▶ What is being asked
Identify each line in the entries below that contains the word "hair" and copy those lines.

▶ Data records
__________________________________________________

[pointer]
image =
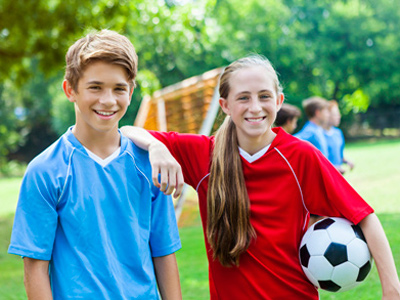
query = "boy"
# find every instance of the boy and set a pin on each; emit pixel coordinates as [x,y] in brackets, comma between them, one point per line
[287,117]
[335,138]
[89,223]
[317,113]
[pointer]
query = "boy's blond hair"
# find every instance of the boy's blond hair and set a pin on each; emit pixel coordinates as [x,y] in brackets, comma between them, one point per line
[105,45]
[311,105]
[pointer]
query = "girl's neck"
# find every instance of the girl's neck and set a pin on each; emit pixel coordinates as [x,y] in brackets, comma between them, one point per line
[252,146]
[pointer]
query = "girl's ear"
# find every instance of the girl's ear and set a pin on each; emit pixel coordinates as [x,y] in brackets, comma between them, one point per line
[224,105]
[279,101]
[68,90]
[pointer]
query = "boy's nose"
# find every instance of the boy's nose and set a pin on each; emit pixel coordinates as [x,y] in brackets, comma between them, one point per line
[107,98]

__________________________________________________

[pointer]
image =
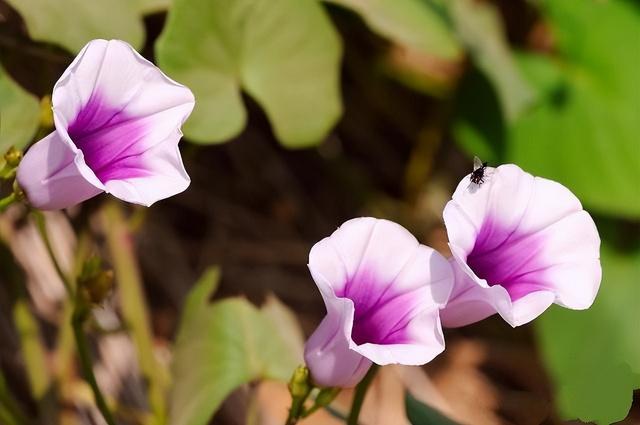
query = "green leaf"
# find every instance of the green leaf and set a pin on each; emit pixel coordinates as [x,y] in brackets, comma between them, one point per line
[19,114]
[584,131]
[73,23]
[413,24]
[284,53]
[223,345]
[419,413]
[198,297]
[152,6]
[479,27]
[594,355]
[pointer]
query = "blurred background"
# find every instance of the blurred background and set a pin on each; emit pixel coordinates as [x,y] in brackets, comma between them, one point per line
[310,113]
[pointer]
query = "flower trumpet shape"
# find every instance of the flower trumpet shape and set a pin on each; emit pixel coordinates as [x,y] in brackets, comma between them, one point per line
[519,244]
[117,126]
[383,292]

__________________________________________________

▶ The answer
query = "boy's blond hair"
# find every instance of the boy's blond hair and set a pin on each; emit pixel coordinates as [x,y] in brackets, comma between them, one point per line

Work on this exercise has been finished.